__Dataset records__
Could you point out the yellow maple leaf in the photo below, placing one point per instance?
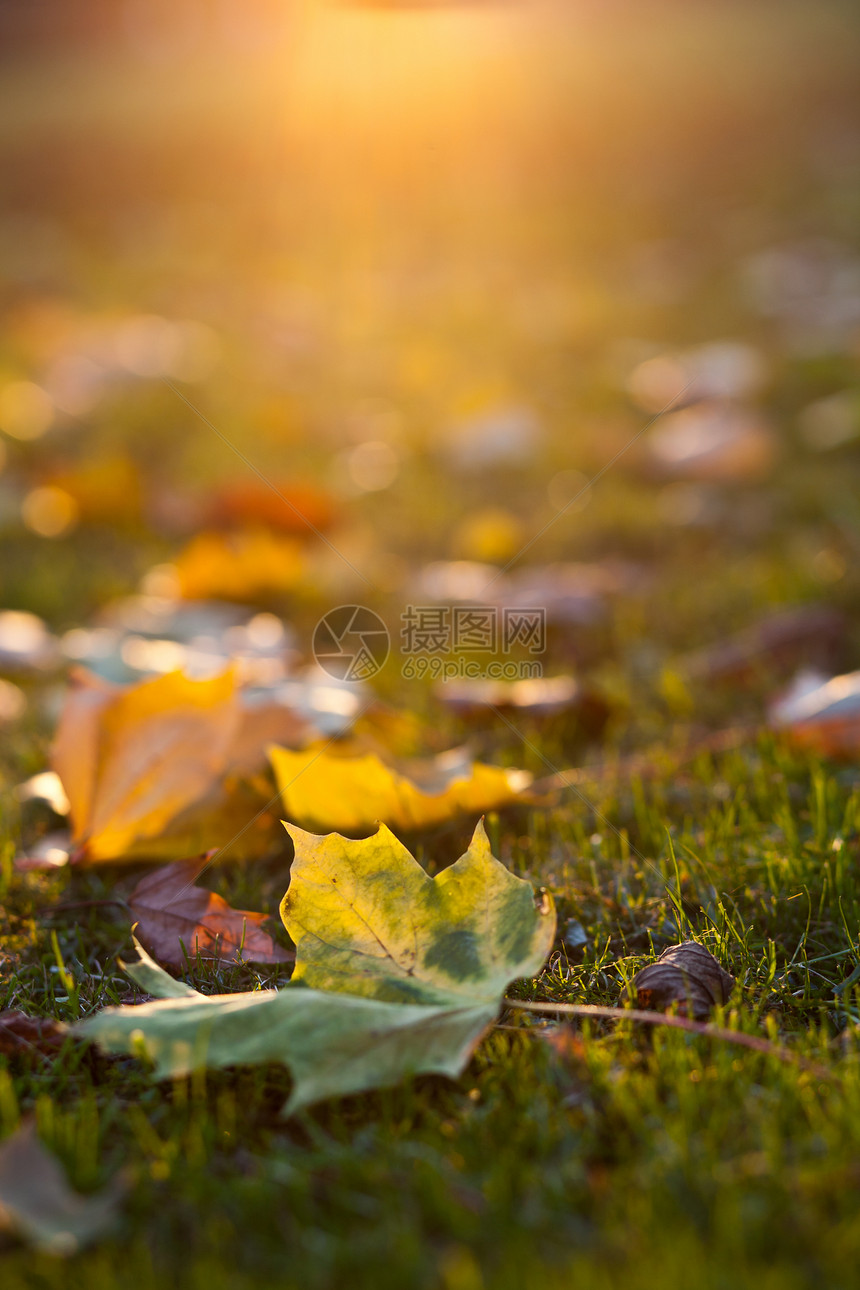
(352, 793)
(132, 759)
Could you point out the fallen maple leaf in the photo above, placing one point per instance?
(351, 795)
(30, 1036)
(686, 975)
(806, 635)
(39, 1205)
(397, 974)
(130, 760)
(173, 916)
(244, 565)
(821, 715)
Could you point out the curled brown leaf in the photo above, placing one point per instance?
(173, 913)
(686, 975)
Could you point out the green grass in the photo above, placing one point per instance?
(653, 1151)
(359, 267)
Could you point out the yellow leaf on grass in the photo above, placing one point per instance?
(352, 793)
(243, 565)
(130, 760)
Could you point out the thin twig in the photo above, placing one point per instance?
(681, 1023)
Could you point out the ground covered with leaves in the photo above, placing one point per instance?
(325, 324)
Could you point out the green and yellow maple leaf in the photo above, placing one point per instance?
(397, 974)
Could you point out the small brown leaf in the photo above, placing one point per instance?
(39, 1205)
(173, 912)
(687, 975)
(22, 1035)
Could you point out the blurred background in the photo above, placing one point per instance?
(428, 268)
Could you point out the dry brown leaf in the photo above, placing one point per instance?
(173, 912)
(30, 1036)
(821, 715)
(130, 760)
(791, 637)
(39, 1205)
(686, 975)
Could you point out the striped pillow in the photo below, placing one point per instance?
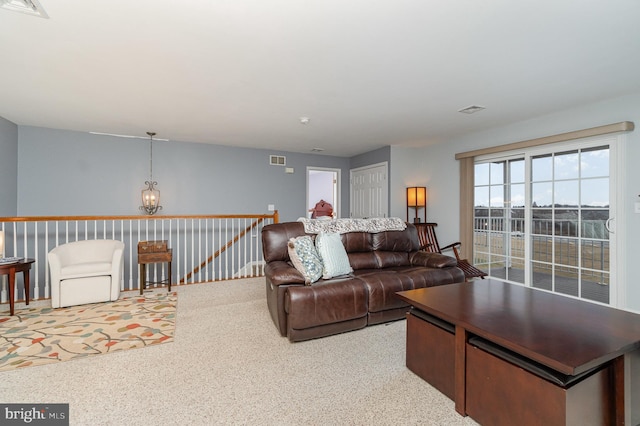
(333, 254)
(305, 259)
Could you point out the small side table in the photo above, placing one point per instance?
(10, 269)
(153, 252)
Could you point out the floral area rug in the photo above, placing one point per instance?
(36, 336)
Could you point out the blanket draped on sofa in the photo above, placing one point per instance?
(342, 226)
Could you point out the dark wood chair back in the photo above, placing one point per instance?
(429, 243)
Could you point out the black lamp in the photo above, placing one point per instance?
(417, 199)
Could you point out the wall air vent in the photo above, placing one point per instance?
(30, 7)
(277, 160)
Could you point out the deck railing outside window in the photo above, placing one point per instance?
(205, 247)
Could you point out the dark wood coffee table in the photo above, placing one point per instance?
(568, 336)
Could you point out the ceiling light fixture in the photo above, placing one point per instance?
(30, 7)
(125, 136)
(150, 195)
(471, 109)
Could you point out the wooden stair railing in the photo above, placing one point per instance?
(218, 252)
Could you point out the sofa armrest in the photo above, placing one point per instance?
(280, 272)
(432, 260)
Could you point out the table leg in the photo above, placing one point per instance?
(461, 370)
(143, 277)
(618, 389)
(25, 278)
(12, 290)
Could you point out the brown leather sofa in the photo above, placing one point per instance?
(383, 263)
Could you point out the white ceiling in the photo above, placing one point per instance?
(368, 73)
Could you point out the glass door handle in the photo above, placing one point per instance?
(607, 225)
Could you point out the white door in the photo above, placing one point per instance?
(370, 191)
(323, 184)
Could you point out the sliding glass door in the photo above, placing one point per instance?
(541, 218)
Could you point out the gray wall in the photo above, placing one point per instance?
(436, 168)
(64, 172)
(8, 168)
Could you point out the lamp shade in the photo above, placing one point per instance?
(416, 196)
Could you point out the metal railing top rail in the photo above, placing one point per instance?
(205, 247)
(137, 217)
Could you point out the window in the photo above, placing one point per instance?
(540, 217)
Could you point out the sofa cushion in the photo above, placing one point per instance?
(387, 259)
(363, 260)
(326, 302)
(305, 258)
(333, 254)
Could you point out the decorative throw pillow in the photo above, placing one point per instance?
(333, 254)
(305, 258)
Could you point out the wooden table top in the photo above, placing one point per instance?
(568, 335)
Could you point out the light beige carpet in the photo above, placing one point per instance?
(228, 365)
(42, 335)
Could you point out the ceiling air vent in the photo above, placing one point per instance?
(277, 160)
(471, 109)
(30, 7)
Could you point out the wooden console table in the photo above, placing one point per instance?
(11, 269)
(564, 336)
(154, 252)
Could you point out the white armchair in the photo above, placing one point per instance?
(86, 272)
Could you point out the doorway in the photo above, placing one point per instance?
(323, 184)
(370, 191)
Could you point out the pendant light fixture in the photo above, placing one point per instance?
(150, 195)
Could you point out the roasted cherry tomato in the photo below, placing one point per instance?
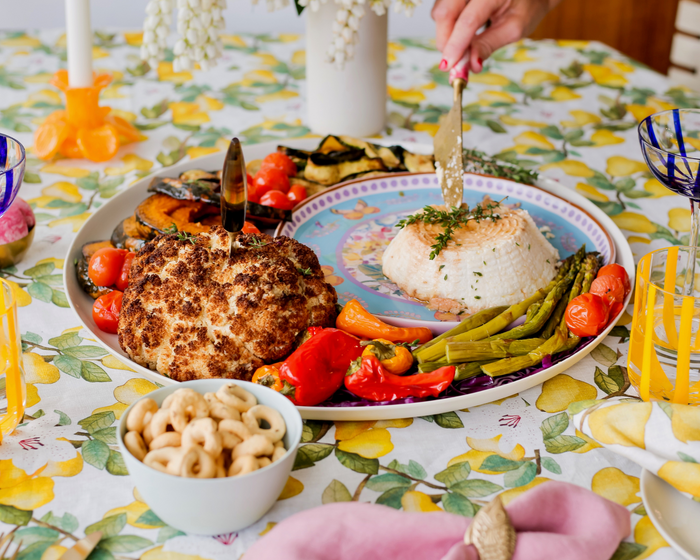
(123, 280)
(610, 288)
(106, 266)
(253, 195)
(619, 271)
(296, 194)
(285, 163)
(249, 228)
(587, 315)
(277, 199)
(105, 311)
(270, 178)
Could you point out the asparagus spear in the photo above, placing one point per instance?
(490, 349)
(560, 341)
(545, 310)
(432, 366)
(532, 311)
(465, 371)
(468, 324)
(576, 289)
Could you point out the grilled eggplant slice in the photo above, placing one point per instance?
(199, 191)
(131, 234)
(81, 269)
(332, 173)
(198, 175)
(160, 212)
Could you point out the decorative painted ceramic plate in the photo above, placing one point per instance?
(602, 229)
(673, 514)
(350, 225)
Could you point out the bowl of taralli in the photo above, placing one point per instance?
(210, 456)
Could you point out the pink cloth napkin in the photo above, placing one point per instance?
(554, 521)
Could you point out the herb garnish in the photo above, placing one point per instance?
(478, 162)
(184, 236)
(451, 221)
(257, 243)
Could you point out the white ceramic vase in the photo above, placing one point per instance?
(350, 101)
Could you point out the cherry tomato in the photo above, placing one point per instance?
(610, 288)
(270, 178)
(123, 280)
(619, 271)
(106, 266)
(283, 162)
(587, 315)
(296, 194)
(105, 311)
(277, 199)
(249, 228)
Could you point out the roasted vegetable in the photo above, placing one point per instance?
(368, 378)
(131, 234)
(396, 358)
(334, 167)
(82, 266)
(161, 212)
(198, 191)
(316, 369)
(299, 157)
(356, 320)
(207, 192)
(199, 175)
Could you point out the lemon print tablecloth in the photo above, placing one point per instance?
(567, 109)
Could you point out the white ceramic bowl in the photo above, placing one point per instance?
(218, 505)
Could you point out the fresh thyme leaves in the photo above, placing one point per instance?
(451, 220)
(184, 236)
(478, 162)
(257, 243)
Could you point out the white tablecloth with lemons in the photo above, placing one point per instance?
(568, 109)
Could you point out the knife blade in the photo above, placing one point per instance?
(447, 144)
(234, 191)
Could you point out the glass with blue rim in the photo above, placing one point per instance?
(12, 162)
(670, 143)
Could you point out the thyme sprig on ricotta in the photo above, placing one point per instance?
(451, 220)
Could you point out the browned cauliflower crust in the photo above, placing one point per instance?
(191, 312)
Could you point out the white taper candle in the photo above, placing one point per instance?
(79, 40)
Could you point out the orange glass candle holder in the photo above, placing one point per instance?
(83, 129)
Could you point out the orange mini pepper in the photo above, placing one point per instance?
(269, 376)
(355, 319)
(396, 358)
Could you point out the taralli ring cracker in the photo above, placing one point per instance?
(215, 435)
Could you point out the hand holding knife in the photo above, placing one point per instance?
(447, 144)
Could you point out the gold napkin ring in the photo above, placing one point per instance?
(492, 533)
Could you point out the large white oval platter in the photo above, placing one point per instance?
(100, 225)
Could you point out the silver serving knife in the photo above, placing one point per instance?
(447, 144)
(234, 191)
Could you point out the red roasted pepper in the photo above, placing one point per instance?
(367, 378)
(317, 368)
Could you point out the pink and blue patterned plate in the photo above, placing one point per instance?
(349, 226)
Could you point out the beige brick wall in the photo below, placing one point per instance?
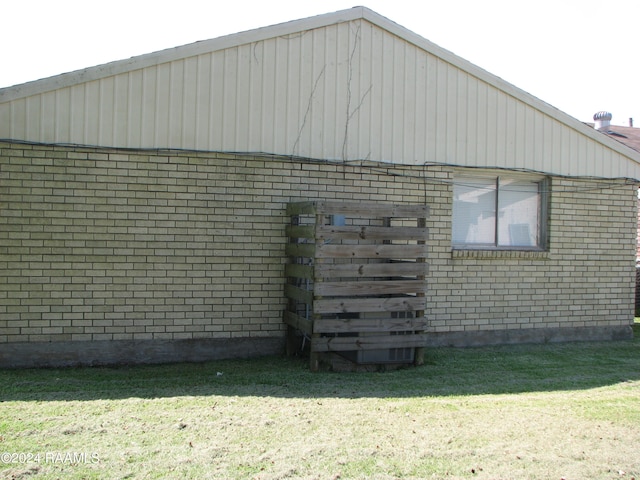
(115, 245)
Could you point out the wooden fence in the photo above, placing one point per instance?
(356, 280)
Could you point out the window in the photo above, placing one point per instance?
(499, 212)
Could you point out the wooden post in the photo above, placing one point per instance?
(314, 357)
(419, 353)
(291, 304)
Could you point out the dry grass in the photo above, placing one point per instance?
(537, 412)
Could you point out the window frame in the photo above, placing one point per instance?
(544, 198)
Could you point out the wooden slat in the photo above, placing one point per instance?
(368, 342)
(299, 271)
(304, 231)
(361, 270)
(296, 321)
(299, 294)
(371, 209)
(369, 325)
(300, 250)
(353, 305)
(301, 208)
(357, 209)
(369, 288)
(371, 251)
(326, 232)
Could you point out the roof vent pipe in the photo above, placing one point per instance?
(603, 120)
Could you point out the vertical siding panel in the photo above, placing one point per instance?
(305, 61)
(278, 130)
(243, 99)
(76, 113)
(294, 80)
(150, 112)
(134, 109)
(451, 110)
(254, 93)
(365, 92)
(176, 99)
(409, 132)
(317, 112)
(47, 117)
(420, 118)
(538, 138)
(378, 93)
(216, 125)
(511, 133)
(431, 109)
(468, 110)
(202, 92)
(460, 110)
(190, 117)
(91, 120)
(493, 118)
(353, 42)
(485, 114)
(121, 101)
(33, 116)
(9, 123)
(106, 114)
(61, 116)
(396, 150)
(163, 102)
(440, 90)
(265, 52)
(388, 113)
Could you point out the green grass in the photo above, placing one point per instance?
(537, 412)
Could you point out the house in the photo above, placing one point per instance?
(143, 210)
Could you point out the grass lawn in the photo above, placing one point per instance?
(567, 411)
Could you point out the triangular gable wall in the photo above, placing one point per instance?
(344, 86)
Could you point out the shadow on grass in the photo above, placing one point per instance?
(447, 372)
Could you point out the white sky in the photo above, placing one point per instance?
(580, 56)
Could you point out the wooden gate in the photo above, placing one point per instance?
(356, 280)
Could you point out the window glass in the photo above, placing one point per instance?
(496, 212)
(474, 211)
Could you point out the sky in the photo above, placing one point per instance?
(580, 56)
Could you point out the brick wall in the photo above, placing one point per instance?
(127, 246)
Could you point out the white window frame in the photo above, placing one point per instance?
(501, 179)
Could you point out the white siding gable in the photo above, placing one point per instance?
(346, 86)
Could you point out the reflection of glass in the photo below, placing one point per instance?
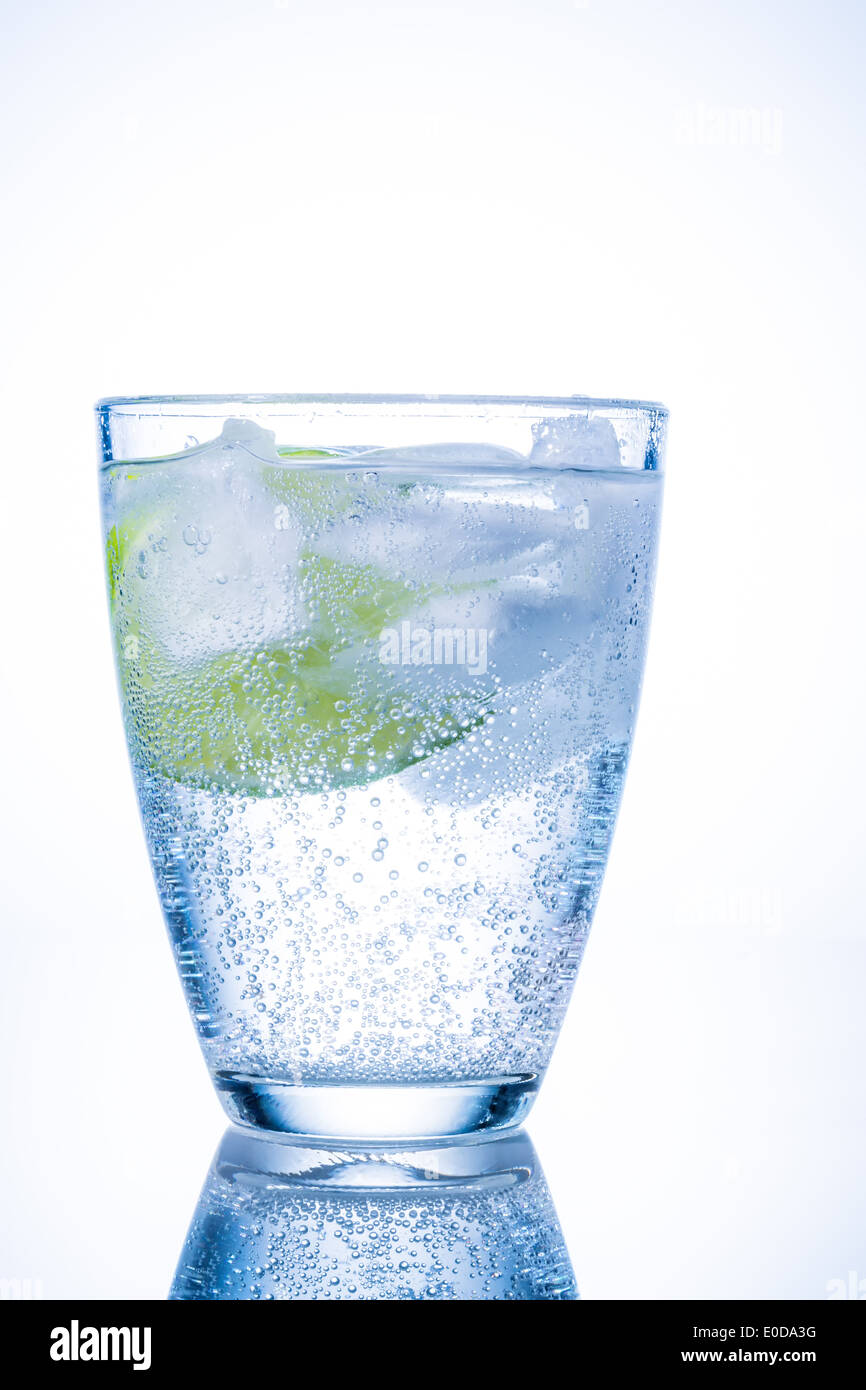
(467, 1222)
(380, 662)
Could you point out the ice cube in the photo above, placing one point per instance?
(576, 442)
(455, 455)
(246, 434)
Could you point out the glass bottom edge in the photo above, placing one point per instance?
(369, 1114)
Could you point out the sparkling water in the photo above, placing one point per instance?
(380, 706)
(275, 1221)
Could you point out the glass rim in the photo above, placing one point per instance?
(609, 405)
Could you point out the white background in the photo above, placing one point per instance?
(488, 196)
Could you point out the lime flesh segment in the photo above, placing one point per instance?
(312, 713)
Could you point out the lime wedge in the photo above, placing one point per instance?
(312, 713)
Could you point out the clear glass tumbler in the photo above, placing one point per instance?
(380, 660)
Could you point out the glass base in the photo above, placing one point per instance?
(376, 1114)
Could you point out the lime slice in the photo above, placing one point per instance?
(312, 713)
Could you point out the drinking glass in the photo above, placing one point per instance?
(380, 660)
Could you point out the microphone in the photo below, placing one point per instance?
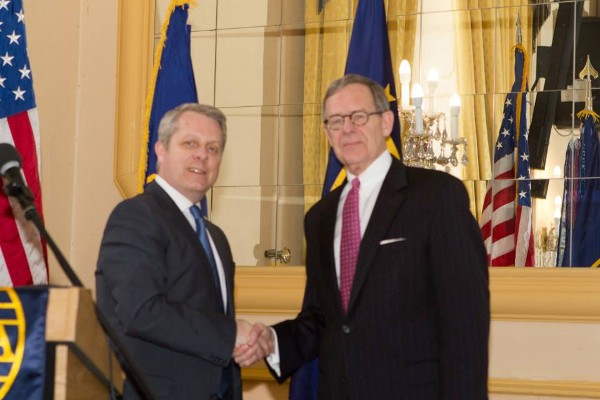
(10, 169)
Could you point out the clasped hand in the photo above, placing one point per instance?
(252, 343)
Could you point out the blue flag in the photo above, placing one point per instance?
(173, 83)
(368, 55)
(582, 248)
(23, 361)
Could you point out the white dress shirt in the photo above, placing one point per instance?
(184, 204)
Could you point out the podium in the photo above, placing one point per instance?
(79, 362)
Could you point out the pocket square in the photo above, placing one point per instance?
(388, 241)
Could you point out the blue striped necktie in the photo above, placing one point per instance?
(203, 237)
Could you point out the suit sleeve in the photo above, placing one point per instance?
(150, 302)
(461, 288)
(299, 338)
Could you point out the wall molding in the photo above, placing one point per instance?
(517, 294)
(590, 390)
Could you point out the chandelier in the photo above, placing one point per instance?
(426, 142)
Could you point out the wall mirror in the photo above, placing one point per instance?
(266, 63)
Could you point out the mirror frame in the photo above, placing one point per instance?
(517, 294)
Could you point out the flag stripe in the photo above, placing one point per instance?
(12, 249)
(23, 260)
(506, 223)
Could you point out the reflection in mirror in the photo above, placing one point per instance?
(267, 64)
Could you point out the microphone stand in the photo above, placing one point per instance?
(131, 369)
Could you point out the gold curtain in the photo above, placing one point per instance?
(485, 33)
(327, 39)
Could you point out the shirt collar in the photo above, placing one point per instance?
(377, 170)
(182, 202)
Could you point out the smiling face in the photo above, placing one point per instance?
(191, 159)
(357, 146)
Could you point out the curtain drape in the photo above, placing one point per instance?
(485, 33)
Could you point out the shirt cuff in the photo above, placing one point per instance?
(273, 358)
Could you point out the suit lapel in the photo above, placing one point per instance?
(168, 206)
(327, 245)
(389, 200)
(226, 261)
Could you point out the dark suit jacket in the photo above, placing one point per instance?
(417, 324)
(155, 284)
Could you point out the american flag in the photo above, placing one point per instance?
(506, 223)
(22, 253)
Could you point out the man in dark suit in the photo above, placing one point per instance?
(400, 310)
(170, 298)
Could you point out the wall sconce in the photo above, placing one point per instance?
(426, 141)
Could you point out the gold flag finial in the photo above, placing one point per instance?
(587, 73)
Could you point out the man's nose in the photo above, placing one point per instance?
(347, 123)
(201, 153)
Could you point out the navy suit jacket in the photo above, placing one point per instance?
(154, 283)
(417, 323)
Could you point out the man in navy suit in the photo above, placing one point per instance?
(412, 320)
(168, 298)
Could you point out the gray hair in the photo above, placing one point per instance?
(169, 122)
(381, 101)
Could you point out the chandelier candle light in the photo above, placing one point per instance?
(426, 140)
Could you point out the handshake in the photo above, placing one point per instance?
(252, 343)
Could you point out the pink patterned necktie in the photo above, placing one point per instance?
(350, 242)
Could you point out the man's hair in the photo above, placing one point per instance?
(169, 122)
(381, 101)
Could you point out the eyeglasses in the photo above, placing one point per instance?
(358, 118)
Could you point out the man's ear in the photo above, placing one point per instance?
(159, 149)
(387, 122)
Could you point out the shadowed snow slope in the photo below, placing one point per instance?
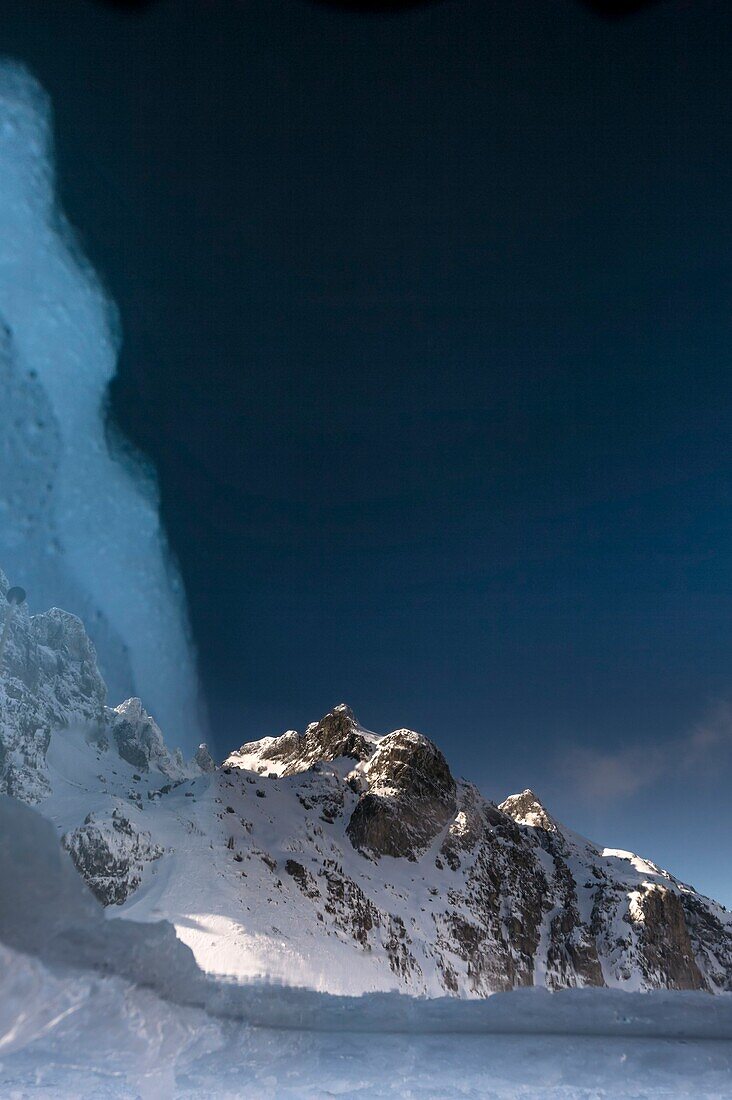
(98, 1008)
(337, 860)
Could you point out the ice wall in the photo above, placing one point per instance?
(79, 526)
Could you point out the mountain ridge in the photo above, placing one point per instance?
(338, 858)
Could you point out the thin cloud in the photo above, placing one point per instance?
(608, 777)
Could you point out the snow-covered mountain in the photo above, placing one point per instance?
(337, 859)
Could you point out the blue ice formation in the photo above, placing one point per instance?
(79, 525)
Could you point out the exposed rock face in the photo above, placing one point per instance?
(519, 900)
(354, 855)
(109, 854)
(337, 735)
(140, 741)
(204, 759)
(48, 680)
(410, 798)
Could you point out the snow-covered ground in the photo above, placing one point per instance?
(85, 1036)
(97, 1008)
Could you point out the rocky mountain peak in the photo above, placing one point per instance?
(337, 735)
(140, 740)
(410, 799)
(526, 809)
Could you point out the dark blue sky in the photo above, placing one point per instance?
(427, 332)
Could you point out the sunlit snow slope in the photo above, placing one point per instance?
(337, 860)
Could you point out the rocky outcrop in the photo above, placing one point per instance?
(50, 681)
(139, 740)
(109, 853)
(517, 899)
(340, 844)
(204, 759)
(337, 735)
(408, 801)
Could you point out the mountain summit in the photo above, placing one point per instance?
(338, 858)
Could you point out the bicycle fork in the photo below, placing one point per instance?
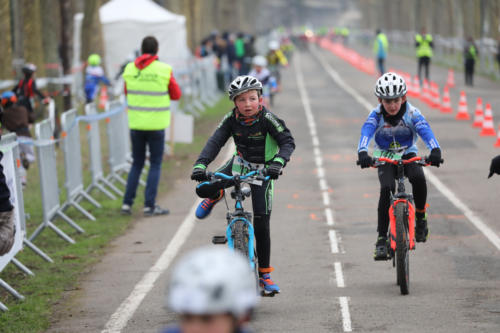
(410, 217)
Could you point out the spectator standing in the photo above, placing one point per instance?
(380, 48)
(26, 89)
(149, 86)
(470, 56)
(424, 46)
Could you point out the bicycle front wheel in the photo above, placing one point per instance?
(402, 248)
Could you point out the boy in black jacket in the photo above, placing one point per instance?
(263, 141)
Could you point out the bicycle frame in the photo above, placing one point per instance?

__Aim of the exercise__
Transcription of the lines from the one with "Could you point out the rocky outcrop" through the end of the entries is required, exact and with no pictures.

__Written answer__
Could you point out the rocky outcrop in the photo above, placing one point per instance?
(50, 681)
(139, 740)
(109, 853)
(517, 899)
(340, 844)
(204, 759)
(337, 735)
(408, 801)
Could you point out the mountain summit in the photo above, placing one point per instance?
(338, 858)
Could you point out the bicycle fork in the photo below, placing one point per instance?
(410, 217)
Could you point out the spectator standing in the photo above, placing one point per instance?
(380, 48)
(26, 89)
(149, 86)
(470, 56)
(424, 46)
Could you point out the bicycle front wheel in the photo above, placing one point per instance?
(402, 248)
Could you point out the boy in black jacket in the photo above, placing one point per instance?
(263, 141)
Could you point out the bicycle frame in the photo above, placing one point per instance?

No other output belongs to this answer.